What you are asked to do —
Print out the records that follow, exactly and completely.

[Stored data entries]
--- START ---

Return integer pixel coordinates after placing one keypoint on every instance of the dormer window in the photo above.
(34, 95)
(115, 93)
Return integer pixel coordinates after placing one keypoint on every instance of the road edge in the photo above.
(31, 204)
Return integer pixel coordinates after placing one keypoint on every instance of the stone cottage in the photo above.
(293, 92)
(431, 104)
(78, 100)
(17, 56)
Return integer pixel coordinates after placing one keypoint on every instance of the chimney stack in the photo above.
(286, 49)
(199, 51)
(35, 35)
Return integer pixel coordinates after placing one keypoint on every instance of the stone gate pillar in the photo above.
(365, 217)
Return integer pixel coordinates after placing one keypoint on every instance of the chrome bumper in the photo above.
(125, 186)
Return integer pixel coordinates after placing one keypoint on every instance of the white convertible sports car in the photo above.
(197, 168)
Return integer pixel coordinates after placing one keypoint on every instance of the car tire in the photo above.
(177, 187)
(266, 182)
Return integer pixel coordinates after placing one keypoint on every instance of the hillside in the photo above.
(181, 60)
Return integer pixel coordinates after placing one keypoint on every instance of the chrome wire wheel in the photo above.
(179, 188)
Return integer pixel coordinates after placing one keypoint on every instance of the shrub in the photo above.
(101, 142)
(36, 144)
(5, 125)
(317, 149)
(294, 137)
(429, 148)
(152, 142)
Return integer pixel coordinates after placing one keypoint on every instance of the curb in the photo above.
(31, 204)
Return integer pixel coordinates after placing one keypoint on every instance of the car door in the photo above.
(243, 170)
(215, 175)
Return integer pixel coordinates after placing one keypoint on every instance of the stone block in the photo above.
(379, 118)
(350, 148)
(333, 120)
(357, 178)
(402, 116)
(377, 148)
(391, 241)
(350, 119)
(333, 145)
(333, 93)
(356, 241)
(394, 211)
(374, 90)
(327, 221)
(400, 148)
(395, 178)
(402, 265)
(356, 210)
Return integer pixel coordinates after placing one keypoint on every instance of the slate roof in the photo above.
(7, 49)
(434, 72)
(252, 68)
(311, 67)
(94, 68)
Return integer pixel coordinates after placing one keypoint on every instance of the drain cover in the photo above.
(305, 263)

--- END ---

Written answer —
Return integer pixel coordinates after placing one keypoint on every instance of the dormer window in the photo above.
(34, 95)
(115, 93)
Return integer pixel coordinates after placing one keypoint on every instance of the road edge in the photo above.
(31, 204)
Return integer pixel coordinates after placing one keypoint on every instance of the stone cottage in the photo above.
(293, 92)
(431, 104)
(78, 100)
(17, 56)
Return integer pixel coordinates after placing one keypoint on every instance of the chimney stack in the photo above.
(286, 49)
(199, 51)
(35, 35)
Return integer pixel coordinates after placing one keypoint on every instance of the stone gate pillar in the photo above.
(365, 217)
Return integer pixel coordinates after placing one keypoint on every instance of the chrome bumper in the photo above.
(125, 186)
Return integer pixel coordinates after placing one keypoint on every instance of the white convertible sports car in the photo above.
(197, 168)
Return integer pixel coordinates after placing one keypoint on every instance of the car tire in the photo above.
(177, 187)
(266, 182)
Return integer pixel coordinates after placing one keypoint on every instance of the hillside in the photo above.
(181, 60)
Return integer pixel coordinates after placing one keypoint on every instance of the chrome wire wheel in the photo above.
(179, 188)
Return integer pixel coordinates after placing one keypoint on every instance of the shrub in the photo above.
(101, 142)
(36, 144)
(5, 125)
(317, 149)
(294, 137)
(429, 148)
(152, 142)
Return integer pixel coordinates after placing one keypoint on every instance of the curb in the photo above.
(31, 204)
Return integer pixel coordinates after placing one keypoint on every instance of the car door in the photo above.
(243, 170)
(215, 175)
Return integer pixel coordinates after placing one keypoint on every instance of the stone block in the photo above.
(379, 118)
(350, 148)
(333, 120)
(357, 178)
(402, 116)
(377, 148)
(391, 241)
(350, 119)
(333, 145)
(333, 93)
(356, 241)
(394, 211)
(374, 90)
(327, 221)
(400, 148)
(395, 178)
(402, 265)
(356, 210)
Return integer pixel coordinates after placing one keypoint on every instance of the slate roof in the photo above.
(7, 49)
(434, 72)
(252, 68)
(311, 67)
(94, 68)
Return integer pixel coordinates after placing one keypoint on every instance of the drain cover in the photo above.
(305, 263)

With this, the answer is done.